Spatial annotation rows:
— start —
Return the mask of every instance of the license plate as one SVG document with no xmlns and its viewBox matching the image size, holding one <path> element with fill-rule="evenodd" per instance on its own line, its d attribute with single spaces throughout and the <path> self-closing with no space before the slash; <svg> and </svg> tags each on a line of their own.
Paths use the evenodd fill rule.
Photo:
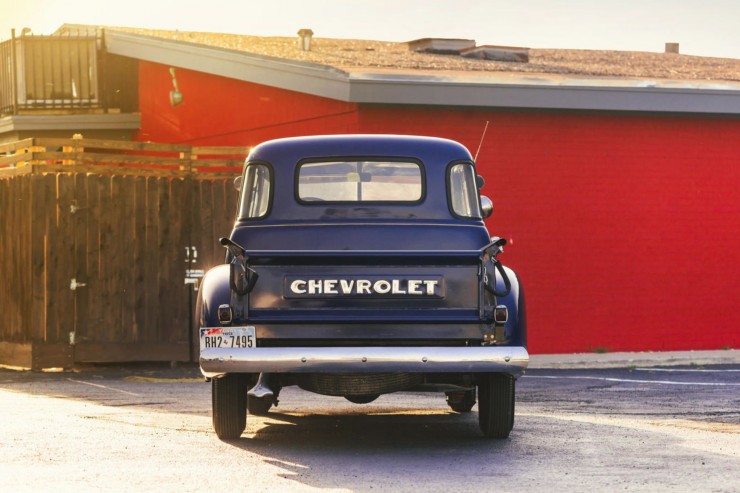
<svg viewBox="0 0 740 493">
<path fill-rule="evenodd" d="M 200 349 L 251 349 L 257 347 L 254 327 L 203 327 L 200 329 Z"/>
</svg>

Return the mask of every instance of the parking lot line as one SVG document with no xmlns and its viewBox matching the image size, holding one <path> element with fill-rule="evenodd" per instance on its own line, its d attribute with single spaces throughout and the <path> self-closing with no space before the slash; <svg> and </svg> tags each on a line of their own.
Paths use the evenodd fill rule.
<svg viewBox="0 0 740 493">
<path fill-rule="evenodd" d="M 586 377 L 586 376 L 556 376 L 556 375 L 524 375 L 522 378 L 547 378 L 552 380 L 600 380 L 602 382 L 624 382 L 624 383 L 655 383 L 660 385 L 701 385 L 704 387 L 740 387 L 738 383 L 725 382 L 677 382 L 674 380 L 637 380 L 632 378 L 614 377 Z"/>
</svg>

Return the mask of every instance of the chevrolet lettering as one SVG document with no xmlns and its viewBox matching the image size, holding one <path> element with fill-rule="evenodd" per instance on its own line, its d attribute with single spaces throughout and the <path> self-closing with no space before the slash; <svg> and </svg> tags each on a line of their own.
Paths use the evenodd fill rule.
<svg viewBox="0 0 740 493">
<path fill-rule="evenodd" d="M 375 277 L 357 278 L 285 278 L 287 297 L 319 296 L 444 296 L 441 278 L 391 279 Z"/>
<path fill-rule="evenodd" d="M 251 150 L 224 263 L 195 306 L 219 438 L 239 437 L 287 386 L 357 405 L 437 392 L 452 412 L 477 412 L 483 436 L 509 436 L 529 361 L 524 290 L 484 223 L 493 205 L 476 166 L 431 137 Z"/>
</svg>

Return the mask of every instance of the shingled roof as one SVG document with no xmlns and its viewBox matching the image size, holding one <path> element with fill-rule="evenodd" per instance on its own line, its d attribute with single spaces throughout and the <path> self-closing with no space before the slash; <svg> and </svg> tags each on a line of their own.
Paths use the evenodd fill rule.
<svg viewBox="0 0 740 493">
<path fill-rule="evenodd" d="M 73 26 L 65 26 L 71 29 Z M 62 29 L 64 29 L 63 27 Z M 183 32 L 126 27 L 109 30 L 227 48 L 245 53 L 311 62 L 342 71 L 553 75 L 569 77 L 668 79 L 740 82 L 740 59 L 710 58 L 636 51 L 529 50 L 529 63 L 468 59 L 411 51 L 407 43 L 314 37 L 311 51 L 302 51 L 295 37 Z"/>
</svg>

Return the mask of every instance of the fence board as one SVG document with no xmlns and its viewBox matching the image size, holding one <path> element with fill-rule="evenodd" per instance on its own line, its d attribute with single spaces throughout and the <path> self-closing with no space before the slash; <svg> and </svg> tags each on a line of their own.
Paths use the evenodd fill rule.
<svg viewBox="0 0 740 493">
<path fill-rule="evenodd" d="M 159 194 L 157 191 L 158 180 L 147 178 L 146 180 L 146 251 L 147 255 L 144 264 L 146 265 L 144 291 L 146 292 L 146 336 L 144 341 L 153 342 L 157 340 L 158 320 L 157 312 L 159 309 L 158 279 L 159 279 L 159 259 L 158 255 L 151 252 L 159 252 L 158 243 L 158 221 L 159 218 Z"/>
<path fill-rule="evenodd" d="M 31 317 L 30 332 L 23 338 L 24 342 L 43 340 L 46 330 L 46 245 L 48 242 L 47 224 L 49 218 L 49 191 L 47 190 L 44 175 L 27 175 L 31 181 L 31 211 L 30 219 L 33 224 L 31 240 Z"/>
<path fill-rule="evenodd" d="M 169 180 L 157 180 L 157 195 L 159 199 L 159 207 L 157 214 L 157 251 L 166 252 L 173 248 L 173 238 L 171 236 L 172 224 L 169 221 L 170 216 L 170 182 Z M 170 285 L 172 279 L 172 263 L 162 262 L 162 259 L 158 259 L 159 263 L 159 277 L 157 278 L 157 290 L 156 298 L 159 301 L 159 309 L 157 310 L 157 329 L 158 337 L 157 340 L 168 341 L 167 324 L 171 316 L 170 311 L 172 307 L 168 303 L 168 288 L 172 288 Z"/>
<path fill-rule="evenodd" d="M 53 342 L 69 342 L 74 331 L 73 313 L 74 292 L 70 283 L 74 278 L 74 220 L 70 207 L 74 200 L 74 178 L 68 174 L 57 175 L 57 231 L 56 243 L 52 245 L 56 261 L 53 264 L 57 278 L 57 304 L 54 306 L 57 317 Z"/>
<path fill-rule="evenodd" d="M 243 149 L 197 149 L 225 159 L 198 159 L 187 146 L 180 146 L 182 158 L 137 158 L 88 149 L 181 149 L 84 140 L 41 143 L 74 151 L 62 153 L 39 150 L 40 139 L 24 142 L 25 162 L 71 158 L 71 164 L 0 170 L 0 276 L 13 284 L 0 291 L 0 364 L 8 358 L 35 368 L 88 360 L 186 360 L 194 296 L 183 282 L 185 270 L 223 262 L 217 240 L 231 230 L 236 204 L 236 173 L 197 169 L 237 163 L 232 157 Z M 2 147 L 6 153 L 19 149 Z M 126 157 L 116 163 L 117 156 Z M 5 158 L 16 159 L 0 155 Z M 86 160 L 117 165 L 79 164 Z M 190 171 L 141 169 L 135 161 L 187 163 Z M 195 262 L 186 247 L 197 250 Z M 72 279 L 85 286 L 71 290 Z"/>
<path fill-rule="evenodd" d="M 46 326 L 41 340 L 44 342 L 54 342 L 54 336 L 59 330 L 59 318 L 56 308 L 59 306 L 59 291 L 61 287 L 58 282 L 58 264 L 59 250 L 56 248 L 59 240 L 57 233 L 59 231 L 58 221 L 58 197 L 57 197 L 57 176 L 48 174 L 44 175 L 44 193 L 47 195 L 49 202 L 46 210 L 46 241 L 44 244 L 44 280 L 45 280 L 45 300 L 44 310 L 46 311 Z"/>
<path fill-rule="evenodd" d="M 134 308 L 132 335 L 134 341 L 140 341 L 139 333 L 146 327 L 146 287 L 145 285 L 145 252 L 146 252 L 146 178 L 137 176 L 133 183 L 134 224 L 133 224 L 133 272 L 134 272 Z M 151 256 L 151 252 L 149 253 Z"/>
</svg>

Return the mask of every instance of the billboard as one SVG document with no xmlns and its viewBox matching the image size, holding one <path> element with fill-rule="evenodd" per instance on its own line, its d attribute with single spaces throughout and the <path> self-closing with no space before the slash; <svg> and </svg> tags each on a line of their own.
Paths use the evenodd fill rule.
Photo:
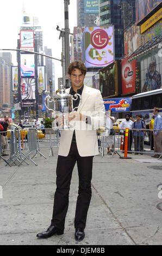
<svg viewBox="0 0 162 256">
<path fill-rule="evenodd" d="M 84 0 L 84 13 L 99 13 L 99 0 Z"/>
<path fill-rule="evenodd" d="M 136 20 L 137 23 L 147 15 L 161 3 L 160 0 L 136 0 Z"/>
<path fill-rule="evenodd" d="M 21 76 L 35 76 L 35 62 L 34 54 L 20 54 Z"/>
<path fill-rule="evenodd" d="M 132 97 L 123 97 L 104 100 L 106 111 L 111 109 L 113 112 L 129 112 L 132 103 Z"/>
<path fill-rule="evenodd" d="M 143 45 L 148 41 L 153 39 L 162 33 L 162 20 L 157 22 L 151 28 L 141 35 L 140 45 Z"/>
<path fill-rule="evenodd" d="M 89 27 L 83 35 L 86 68 L 104 67 L 114 60 L 114 27 Z"/>
<path fill-rule="evenodd" d="M 18 90 L 18 67 L 12 66 L 12 91 Z"/>
<path fill-rule="evenodd" d="M 99 90 L 103 97 L 118 95 L 117 62 L 99 71 Z"/>
<path fill-rule="evenodd" d="M 21 96 L 22 100 L 35 100 L 35 78 L 21 78 Z"/>
<path fill-rule="evenodd" d="M 20 31 L 20 50 L 34 51 L 34 39 L 33 31 Z"/>
<path fill-rule="evenodd" d="M 139 47 L 141 34 L 140 27 L 135 23 L 124 32 L 124 54 L 130 56 Z"/>
<path fill-rule="evenodd" d="M 162 58 L 154 51 L 141 60 L 142 93 L 161 88 Z"/>
<path fill-rule="evenodd" d="M 141 26 L 141 33 L 145 32 L 149 28 L 152 27 L 157 21 L 160 20 L 162 18 L 162 8 L 158 10 L 154 14 L 153 14 L 150 18 L 148 19 Z"/>
<path fill-rule="evenodd" d="M 99 90 L 99 73 L 92 76 L 92 87 Z"/>
<path fill-rule="evenodd" d="M 38 66 L 38 90 L 46 90 L 45 66 Z"/>
<path fill-rule="evenodd" d="M 122 94 L 135 92 L 136 60 L 128 62 L 128 59 L 121 61 Z"/>
</svg>

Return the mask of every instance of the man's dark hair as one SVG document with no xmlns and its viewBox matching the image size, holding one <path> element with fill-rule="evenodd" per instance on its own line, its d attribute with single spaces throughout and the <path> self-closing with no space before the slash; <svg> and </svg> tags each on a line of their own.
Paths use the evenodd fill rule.
<svg viewBox="0 0 162 256">
<path fill-rule="evenodd" d="M 85 76 L 86 73 L 86 68 L 85 68 L 85 66 L 84 64 L 83 63 L 83 62 L 80 62 L 79 60 L 72 62 L 68 66 L 68 75 L 70 75 L 72 72 L 75 69 L 79 69 L 82 71 L 82 73 Z"/>
<path fill-rule="evenodd" d="M 154 107 L 154 109 L 155 109 L 155 111 L 157 111 L 158 113 L 159 113 L 159 108 L 158 108 L 158 107 Z"/>
</svg>

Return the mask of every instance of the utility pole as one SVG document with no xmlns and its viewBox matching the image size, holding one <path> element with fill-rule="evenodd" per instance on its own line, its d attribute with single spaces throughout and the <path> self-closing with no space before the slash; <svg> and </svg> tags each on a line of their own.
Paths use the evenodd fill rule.
<svg viewBox="0 0 162 256">
<path fill-rule="evenodd" d="M 65 9 L 65 87 L 70 87 L 70 81 L 68 76 L 68 67 L 70 65 L 70 46 L 68 27 L 68 5 L 70 0 L 64 0 Z"/>
</svg>

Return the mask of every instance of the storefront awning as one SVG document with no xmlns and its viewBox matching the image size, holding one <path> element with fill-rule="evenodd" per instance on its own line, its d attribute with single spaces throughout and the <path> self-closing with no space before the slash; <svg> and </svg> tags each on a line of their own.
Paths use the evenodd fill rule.
<svg viewBox="0 0 162 256">
<path fill-rule="evenodd" d="M 140 46 L 128 58 L 128 61 L 132 61 L 136 58 L 144 56 L 155 48 L 159 47 L 160 50 L 160 48 L 162 48 L 162 44 L 160 45 L 160 44 L 162 44 L 162 35 L 158 35 Z"/>
</svg>

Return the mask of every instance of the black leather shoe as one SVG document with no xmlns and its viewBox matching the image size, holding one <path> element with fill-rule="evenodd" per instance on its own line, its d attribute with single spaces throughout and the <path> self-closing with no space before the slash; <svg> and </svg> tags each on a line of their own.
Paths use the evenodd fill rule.
<svg viewBox="0 0 162 256">
<path fill-rule="evenodd" d="M 78 228 L 76 229 L 75 239 L 77 241 L 82 241 L 84 239 L 85 234 L 83 228 Z"/>
<path fill-rule="evenodd" d="M 37 237 L 39 238 L 48 238 L 56 234 L 57 235 L 62 235 L 64 234 L 64 230 L 59 229 L 54 226 L 51 225 L 47 231 L 41 233 L 38 233 L 36 235 Z"/>
</svg>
— end —
Directive
Copy the part that starts with the line containing "Return the mask of every instance of the fence" and ends with the line containing "31 317 L 30", both included, with every character unchanged.

Reply
Return the mask of every instance of the fence board as one SVG document with no xmlns and its viewBox matching the image size, holding one <path> element with fill-rule="evenodd" per instance on its own line, its d attribute with single spaces throughout and the <path> self-closing with no space before the slash; <svg> and </svg> tags each on a line of their own.
Paths use the evenodd fill rule.
<svg viewBox="0 0 740 493">
<path fill-rule="evenodd" d="M 159 194 L 157 191 L 158 180 L 147 178 L 146 180 L 146 251 L 147 255 L 144 264 L 146 265 L 144 291 L 146 292 L 146 336 L 144 341 L 153 342 L 157 340 L 158 320 L 157 312 L 159 309 L 158 279 L 159 279 L 159 259 L 158 255 L 151 252 L 159 252 L 158 243 L 158 221 L 159 218 Z"/>
<path fill-rule="evenodd" d="M 31 317 L 30 332 L 23 338 L 24 342 L 43 340 L 46 330 L 46 245 L 48 242 L 47 224 L 49 218 L 49 191 L 47 190 L 44 175 L 27 175 L 31 181 L 31 211 L 30 219 L 33 224 L 31 240 Z"/>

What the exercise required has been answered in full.